[Bounding-box data]
--*--

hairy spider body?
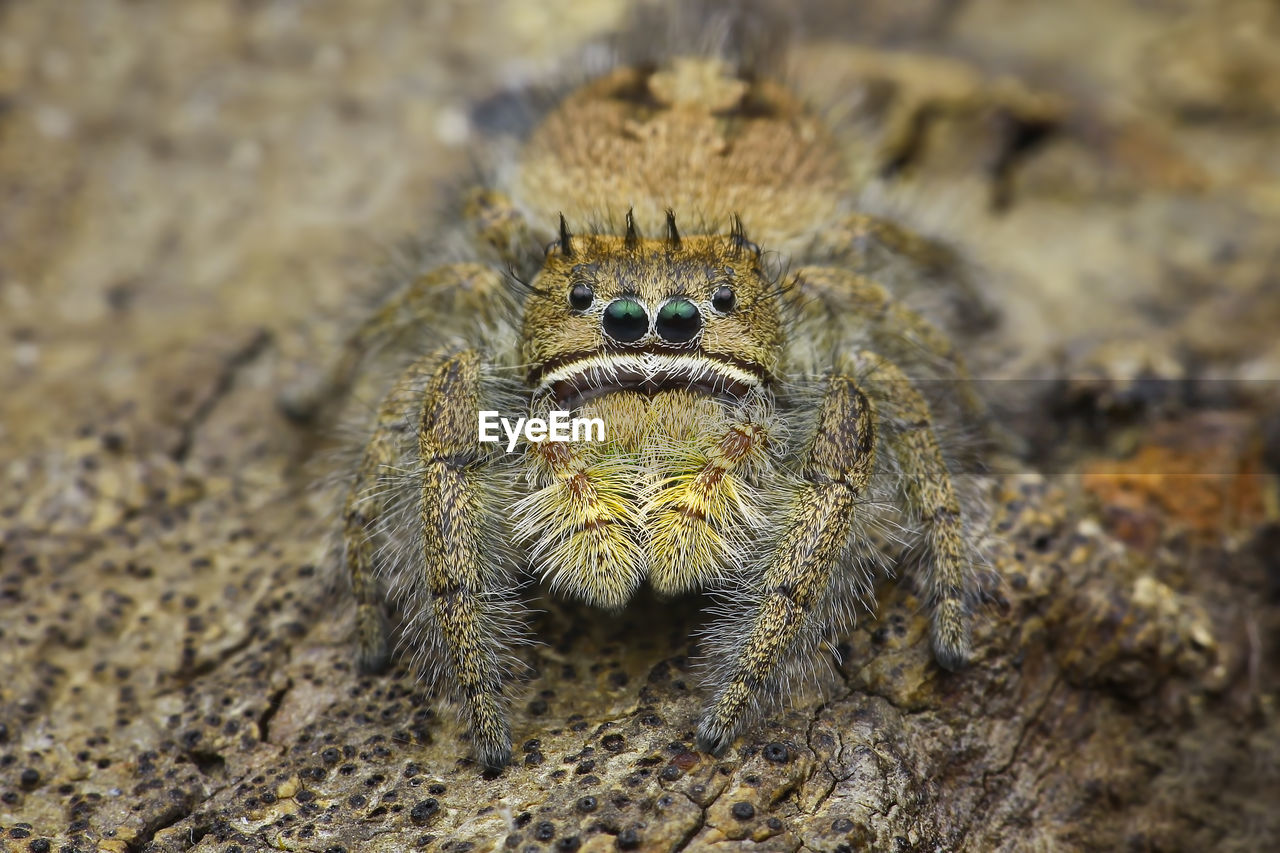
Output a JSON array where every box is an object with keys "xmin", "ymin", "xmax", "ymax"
[{"xmin": 292, "ymin": 49, "xmax": 977, "ymax": 767}]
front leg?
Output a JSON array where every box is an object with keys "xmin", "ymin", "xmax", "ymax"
[
  {"xmin": 417, "ymin": 351, "xmax": 511, "ymax": 768},
  {"xmin": 698, "ymin": 374, "xmax": 876, "ymax": 754},
  {"xmin": 344, "ymin": 351, "xmax": 511, "ymax": 767}
]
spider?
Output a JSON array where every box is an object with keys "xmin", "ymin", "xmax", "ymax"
[{"xmin": 287, "ymin": 56, "xmax": 979, "ymax": 768}]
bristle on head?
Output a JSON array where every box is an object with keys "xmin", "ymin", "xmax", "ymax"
[
  {"xmin": 626, "ymin": 209, "xmax": 640, "ymax": 250},
  {"xmin": 561, "ymin": 214, "xmax": 573, "ymax": 257},
  {"xmin": 728, "ymin": 214, "xmax": 760, "ymax": 257}
]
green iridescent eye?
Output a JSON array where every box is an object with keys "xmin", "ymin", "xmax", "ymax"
[
  {"xmin": 655, "ymin": 298, "xmax": 703, "ymax": 343},
  {"xmin": 604, "ymin": 296, "xmax": 649, "ymax": 343}
]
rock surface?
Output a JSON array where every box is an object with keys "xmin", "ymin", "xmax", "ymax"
[{"xmin": 0, "ymin": 0, "xmax": 1280, "ymax": 852}]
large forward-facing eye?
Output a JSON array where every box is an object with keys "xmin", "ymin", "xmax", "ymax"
[
  {"xmin": 568, "ymin": 284, "xmax": 595, "ymax": 311},
  {"xmin": 655, "ymin": 298, "xmax": 703, "ymax": 343},
  {"xmin": 603, "ymin": 296, "xmax": 649, "ymax": 343},
  {"xmin": 712, "ymin": 284, "xmax": 737, "ymax": 314}
]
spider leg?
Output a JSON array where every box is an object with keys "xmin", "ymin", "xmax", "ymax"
[
  {"xmin": 858, "ymin": 352, "xmax": 978, "ymax": 671},
  {"xmin": 791, "ymin": 266, "xmax": 984, "ymax": 419},
  {"xmin": 644, "ymin": 409, "xmax": 768, "ymax": 594},
  {"xmin": 344, "ymin": 350, "xmax": 511, "ymax": 767},
  {"xmin": 698, "ymin": 373, "xmax": 876, "ymax": 754},
  {"xmin": 808, "ymin": 213, "xmax": 997, "ymax": 330},
  {"xmin": 343, "ymin": 352, "xmax": 453, "ymax": 672},
  {"xmin": 417, "ymin": 350, "xmax": 511, "ymax": 767},
  {"xmin": 515, "ymin": 442, "xmax": 645, "ymax": 610}
]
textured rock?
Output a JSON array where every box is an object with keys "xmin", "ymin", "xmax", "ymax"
[{"xmin": 0, "ymin": 0, "xmax": 1280, "ymax": 852}]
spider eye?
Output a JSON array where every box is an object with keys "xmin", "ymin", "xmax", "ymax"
[
  {"xmin": 712, "ymin": 284, "xmax": 737, "ymax": 314},
  {"xmin": 568, "ymin": 284, "xmax": 595, "ymax": 311},
  {"xmin": 603, "ymin": 296, "xmax": 649, "ymax": 343},
  {"xmin": 655, "ymin": 298, "xmax": 703, "ymax": 343}
]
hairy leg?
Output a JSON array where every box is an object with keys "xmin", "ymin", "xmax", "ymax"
[
  {"xmin": 792, "ymin": 266, "xmax": 984, "ymax": 418},
  {"xmin": 644, "ymin": 420, "xmax": 768, "ymax": 594},
  {"xmin": 343, "ymin": 352, "xmax": 444, "ymax": 672},
  {"xmin": 698, "ymin": 373, "xmax": 876, "ymax": 754},
  {"xmin": 515, "ymin": 442, "xmax": 645, "ymax": 608},
  {"xmin": 417, "ymin": 351, "xmax": 511, "ymax": 767},
  {"xmin": 810, "ymin": 213, "xmax": 996, "ymax": 330},
  {"xmin": 856, "ymin": 352, "xmax": 978, "ymax": 670}
]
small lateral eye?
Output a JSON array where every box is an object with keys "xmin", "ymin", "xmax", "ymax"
[
  {"xmin": 568, "ymin": 284, "xmax": 595, "ymax": 311},
  {"xmin": 712, "ymin": 284, "xmax": 737, "ymax": 314}
]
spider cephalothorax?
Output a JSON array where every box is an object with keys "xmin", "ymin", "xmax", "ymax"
[
  {"xmin": 521, "ymin": 211, "xmax": 781, "ymax": 407},
  {"xmin": 293, "ymin": 58, "xmax": 977, "ymax": 766}
]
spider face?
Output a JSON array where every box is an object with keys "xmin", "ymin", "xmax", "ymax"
[
  {"xmin": 522, "ymin": 224, "xmax": 782, "ymax": 409},
  {"xmin": 293, "ymin": 48, "xmax": 978, "ymax": 767}
]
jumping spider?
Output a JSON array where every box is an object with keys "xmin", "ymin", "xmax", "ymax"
[{"xmin": 289, "ymin": 58, "xmax": 978, "ymax": 767}]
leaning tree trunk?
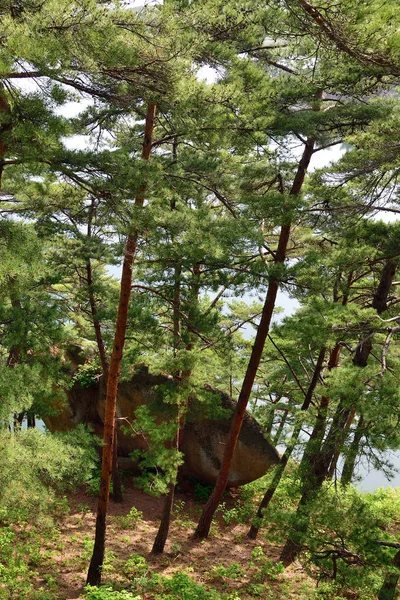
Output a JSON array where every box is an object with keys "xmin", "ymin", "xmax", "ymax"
[
  {"xmin": 378, "ymin": 550, "xmax": 400, "ymax": 600},
  {"xmin": 247, "ymin": 348, "xmax": 326, "ymax": 540},
  {"xmin": 0, "ymin": 87, "xmax": 12, "ymax": 190},
  {"xmin": 194, "ymin": 139, "xmax": 315, "ymax": 539},
  {"xmin": 86, "ymin": 204, "xmax": 123, "ymax": 502},
  {"xmin": 87, "ymin": 104, "xmax": 156, "ymax": 585},
  {"xmin": 280, "ymin": 260, "xmax": 398, "ymax": 567},
  {"xmin": 340, "ymin": 415, "xmax": 365, "ymax": 486}
]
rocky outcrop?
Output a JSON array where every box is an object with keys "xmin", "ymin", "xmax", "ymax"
[{"xmin": 45, "ymin": 368, "xmax": 279, "ymax": 487}]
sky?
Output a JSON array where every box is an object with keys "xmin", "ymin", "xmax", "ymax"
[{"xmin": 11, "ymin": 23, "xmax": 400, "ymax": 491}]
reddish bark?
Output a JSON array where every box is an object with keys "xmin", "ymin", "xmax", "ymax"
[
  {"xmin": 87, "ymin": 104, "xmax": 156, "ymax": 585},
  {"xmin": 194, "ymin": 140, "xmax": 315, "ymax": 539}
]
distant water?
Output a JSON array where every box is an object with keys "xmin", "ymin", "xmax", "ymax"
[
  {"xmin": 357, "ymin": 452, "xmax": 400, "ymax": 492},
  {"xmin": 22, "ymin": 419, "xmax": 400, "ymax": 492}
]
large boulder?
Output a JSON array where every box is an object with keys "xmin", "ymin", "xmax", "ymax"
[{"xmin": 45, "ymin": 368, "xmax": 279, "ymax": 487}]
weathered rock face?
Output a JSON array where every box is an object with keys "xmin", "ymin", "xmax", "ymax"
[{"xmin": 45, "ymin": 368, "xmax": 279, "ymax": 487}]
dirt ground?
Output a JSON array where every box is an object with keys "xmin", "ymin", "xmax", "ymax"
[{"xmin": 38, "ymin": 482, "xmax": 314, "ymax": 600}]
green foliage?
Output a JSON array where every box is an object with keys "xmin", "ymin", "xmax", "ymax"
[
  {"xmin": 113, "ymin": 506, "xmax": 143, "ymax": 529},
  {"xmin": 0, "ymin": 426, "xmax": 97, "ymax": 523},
  {"xmin": 73, "ymin": 362, "xmax": 101, "ymax": 388},
  {"xmin": 85, "ymin": 585, "xmax": 141, "ymax": 600}
]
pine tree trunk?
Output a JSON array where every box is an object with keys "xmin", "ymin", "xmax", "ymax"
[
  {"xmin": 87, "ymin": 104, "xmax": 156, "ymax": 585},
  {"xmin": 86, "ymin": 248, "xmax": 124, "ymax": 502},
  {"xmin": 0, "ymin": 86, "xmax": 12, "ymax": 190},
  {"xmin": 280, "ymin": 261, "xmax": 395, "ymax": 567},
  {"xmin": 340, "ymin": 415, "xmax": 365, "ymax": 485},
  {"xmin": 194, "ymin": 140, "xmax": 315, "ymax": 539},
  {"xmin": 280, "ymin": 344, "xmax": 341, "ymax": 567},
  {"xmin": 247, "ymin": 348, "xmax": 326, "ymax": 540},
  {"xmin": 151, "ymin": 483, "xmax": 175, "ymax": 554},
  {"xmin": 271, "ymin": 410, "xmax": 289, "ymax": 446},
  {"xmin": 378, "ymin": 550, "xmax": 400, "ymax": 600}
]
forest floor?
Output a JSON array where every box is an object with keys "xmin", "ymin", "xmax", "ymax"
[{"xmin": 30, "ymin": 482, "xmax": 315, "ymax": 600}]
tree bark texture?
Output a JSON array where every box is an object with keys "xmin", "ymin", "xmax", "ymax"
[
  {"xmin": 194, "ymin": 140, "xmax": 315, "ymax": 539},
  {"xmin": 247, "ymin": 348, "xmax": 326, "ymax": 540},
  {"xmin": 87, "ymin": 104, "xmax": 156, "ymax": 585},
  {"xmin": 340, "ymin": 415, "xmax": 365, "ymax": 485},
  {"xmin": 280, "ymin": 261, "xmax": 395, "ymax": 566},
  {"xmin": 378, "ymin": 550, "xmax": 400, "ymax": 600}
]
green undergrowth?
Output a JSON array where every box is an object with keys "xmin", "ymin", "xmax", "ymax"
[{"xmin": 0, "ymin": 454, "xmax": 400, "ymax": 600}]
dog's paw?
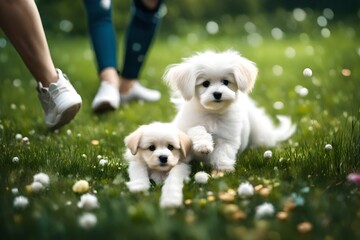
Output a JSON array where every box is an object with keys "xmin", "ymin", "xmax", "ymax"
[
  {"xmin": 188, "ymin": 126, "xmax": 214, "ymax": 154},
  {"xmin": 193, "ymin": 141, "xmax": 214, "ymax": 154},
  {"xmin": 211, "ymin": 164, "xmax": 235, "ymax": 174},
  {"xmin": 126, "ymin": 180, "xmax": 150, "ymax": 192},
  {"xmin": 160, "ymin": 196, "xmax": 182, "ymax": 208}
]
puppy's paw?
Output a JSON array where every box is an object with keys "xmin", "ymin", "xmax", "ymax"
[
  {"xmin": 193, "ymin": 140, "xmax": 214, "ymax": 154},
  {"xmin": 126, "ymin": 180, "xmax": 150, "ymax": 192},
  {"xmin": 188, "ymin": 126, "xmax": 214, "ymax": 154},
  {"xmin": 160, "ymin": 196, "xmax": 182, "ymax": 208}
]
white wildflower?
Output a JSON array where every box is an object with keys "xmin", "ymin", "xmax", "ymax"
[
  {"xmin": 34, "ymin": 172, "xmax": 50, "ymax": 187},
  {"xmin": 72, "ymin": 180, "xmax": 89, "ymax": 193},
  {"xmin": 15, "ymin": 133, "xmax": 22, "ymax": 141},
  {"xmin": 14, "ymin": 196, "xmax": 29, "ymax": 208},
  {"xmin": 11, "ymin": 188, "xmax": 19, "ymax": 195},
  {"xmin": 99, "ymin": 159, "xmax": 108, "ymax": 167},
  {"xmin": 21, "ymin": 137, "xmax": 30, "ymax": 145},
  {"xmin": 79, "ymin": 213, "xmax": 97, "ymax": 229},
  {"xmin": 238, "ymin": 182, "xmax": 254, "ymax": 198},
  {"xmin": 31, "ymin": 182, "xmax": 45, "ymax": 192},
  {"xmin": 303, "ymin": 68, "xmax": 312, "ymax": 77},
  {"xmin": 194, "ymin": 171, "xmax": 209, "ymax": 184},
  {"xmin": 264, "ymin": 150, "xmax": 272, "ymax": 159},
  {"xmin": 325, "ymin": 144, "xmax": 332, "ymax": 151},
  {"xmin": 77, "ymin": 193, "xmax": 99, "ymax": 210},
  {"xmin": 255, "ymin": 202, "xmax": 275, "ymax": 218}
]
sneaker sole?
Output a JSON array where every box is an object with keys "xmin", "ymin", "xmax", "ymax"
[
  {"xmin": 93, "ymin": 102, "xmax": 116, "ymax": 114},
  {"xmin": 49, "ymin": 103, "xmax": 81, "ymax": 130}
]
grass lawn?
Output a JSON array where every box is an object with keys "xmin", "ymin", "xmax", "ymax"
[{"xmin": 0, "ymin": 10, "xmax": 360, "ymax": 239}]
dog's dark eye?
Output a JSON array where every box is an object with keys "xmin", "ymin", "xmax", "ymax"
[
  {"xmin": 203, "ymin": 80, "xmax": 210, "ymax": 87},
  {"xmin": 222, "ymin": 79, "xmax": 229, "ymax": 86}
]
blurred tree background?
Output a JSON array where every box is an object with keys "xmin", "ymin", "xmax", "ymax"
[{"xmin": 36, "ymin": 0, "xmax": 360, "ymax": 35}]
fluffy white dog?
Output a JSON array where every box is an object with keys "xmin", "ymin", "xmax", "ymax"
[
  {"xmin": 164, "ymin": 50, "xmax": 296, "ymax": 171},
  {"xmin": 124, "ymin": 122, "xmax": 191, "ymax": 207}
]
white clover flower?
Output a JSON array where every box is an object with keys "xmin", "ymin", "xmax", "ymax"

--*--

Extract every line of the data above that contains the string "white", treating uppercase and lowercase letters as distinct.

FINISHED TASK:
white wildflower?
fluffy white dog?
white clover flower?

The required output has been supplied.